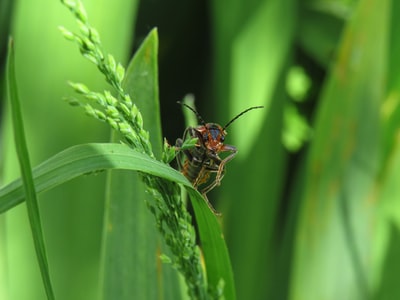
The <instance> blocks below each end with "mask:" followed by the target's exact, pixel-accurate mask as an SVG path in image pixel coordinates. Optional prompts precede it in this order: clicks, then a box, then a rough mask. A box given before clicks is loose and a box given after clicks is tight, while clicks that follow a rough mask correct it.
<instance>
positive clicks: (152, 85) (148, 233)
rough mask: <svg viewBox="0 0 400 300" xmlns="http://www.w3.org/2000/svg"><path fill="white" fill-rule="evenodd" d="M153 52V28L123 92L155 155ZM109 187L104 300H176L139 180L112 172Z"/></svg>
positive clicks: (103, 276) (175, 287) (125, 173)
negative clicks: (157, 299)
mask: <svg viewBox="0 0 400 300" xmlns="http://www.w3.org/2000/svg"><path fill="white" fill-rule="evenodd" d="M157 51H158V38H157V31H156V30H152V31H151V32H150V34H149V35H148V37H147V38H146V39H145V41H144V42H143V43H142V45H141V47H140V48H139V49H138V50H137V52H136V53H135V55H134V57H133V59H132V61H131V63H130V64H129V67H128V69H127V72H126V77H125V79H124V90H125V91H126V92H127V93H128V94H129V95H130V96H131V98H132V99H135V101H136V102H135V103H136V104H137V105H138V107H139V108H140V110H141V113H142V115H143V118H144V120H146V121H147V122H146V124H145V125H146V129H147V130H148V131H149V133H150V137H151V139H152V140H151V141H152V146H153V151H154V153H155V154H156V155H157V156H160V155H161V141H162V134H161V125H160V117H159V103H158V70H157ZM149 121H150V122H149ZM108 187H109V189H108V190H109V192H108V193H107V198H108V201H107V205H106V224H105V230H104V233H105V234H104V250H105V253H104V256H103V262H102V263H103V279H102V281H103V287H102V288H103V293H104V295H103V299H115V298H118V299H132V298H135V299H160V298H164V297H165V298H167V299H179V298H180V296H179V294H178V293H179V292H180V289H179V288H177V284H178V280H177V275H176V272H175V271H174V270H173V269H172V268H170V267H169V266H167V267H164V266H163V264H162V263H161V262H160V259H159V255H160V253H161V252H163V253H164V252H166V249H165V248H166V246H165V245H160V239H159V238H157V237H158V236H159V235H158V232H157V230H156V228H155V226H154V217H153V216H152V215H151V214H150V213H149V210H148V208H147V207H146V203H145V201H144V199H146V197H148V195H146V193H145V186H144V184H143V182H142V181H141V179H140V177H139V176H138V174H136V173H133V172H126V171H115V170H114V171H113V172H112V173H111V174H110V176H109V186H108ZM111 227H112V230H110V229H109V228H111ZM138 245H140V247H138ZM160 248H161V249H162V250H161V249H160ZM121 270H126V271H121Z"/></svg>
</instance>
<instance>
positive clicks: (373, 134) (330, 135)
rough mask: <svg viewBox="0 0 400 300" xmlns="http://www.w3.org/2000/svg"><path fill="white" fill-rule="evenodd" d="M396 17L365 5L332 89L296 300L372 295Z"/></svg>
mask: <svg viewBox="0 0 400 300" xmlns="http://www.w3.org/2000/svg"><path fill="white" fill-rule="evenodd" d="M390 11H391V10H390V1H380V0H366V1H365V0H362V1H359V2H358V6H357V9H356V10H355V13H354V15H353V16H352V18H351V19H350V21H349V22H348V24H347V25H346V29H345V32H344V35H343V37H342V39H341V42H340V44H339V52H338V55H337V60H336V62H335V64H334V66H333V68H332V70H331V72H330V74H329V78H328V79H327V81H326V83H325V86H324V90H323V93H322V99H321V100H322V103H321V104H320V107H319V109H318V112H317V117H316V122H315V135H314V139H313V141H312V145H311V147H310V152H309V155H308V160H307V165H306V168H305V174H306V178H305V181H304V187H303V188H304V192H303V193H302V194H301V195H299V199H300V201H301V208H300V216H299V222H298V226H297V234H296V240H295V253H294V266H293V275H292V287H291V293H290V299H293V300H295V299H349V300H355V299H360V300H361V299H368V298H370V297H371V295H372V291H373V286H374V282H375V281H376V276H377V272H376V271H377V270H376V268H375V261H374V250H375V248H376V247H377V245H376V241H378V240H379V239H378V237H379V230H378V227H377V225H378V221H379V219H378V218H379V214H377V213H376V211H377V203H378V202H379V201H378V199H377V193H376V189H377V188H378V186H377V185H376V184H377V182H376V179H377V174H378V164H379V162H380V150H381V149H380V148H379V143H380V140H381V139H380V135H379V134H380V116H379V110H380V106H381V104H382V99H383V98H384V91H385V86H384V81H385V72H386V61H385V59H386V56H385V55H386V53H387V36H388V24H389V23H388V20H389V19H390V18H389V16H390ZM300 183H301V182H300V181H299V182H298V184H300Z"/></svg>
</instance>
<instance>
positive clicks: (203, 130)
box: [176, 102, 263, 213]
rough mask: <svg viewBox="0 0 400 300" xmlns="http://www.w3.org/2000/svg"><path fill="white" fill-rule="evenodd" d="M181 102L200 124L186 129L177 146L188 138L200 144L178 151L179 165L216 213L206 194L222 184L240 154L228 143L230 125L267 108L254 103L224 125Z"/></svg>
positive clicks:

........

**Task brief**
Which lines in the data above contain the string "positive", matched with case counting? Copy each of those lines in full.

**Output of the exercise**
positive clicks: (152, 85) (148, 233)
positive clicks: (103, 276) (175, 287) (125, 173)
positive clicks: (373, 134) (330, 135)
positive clicks: (203, 130)
positive clicks:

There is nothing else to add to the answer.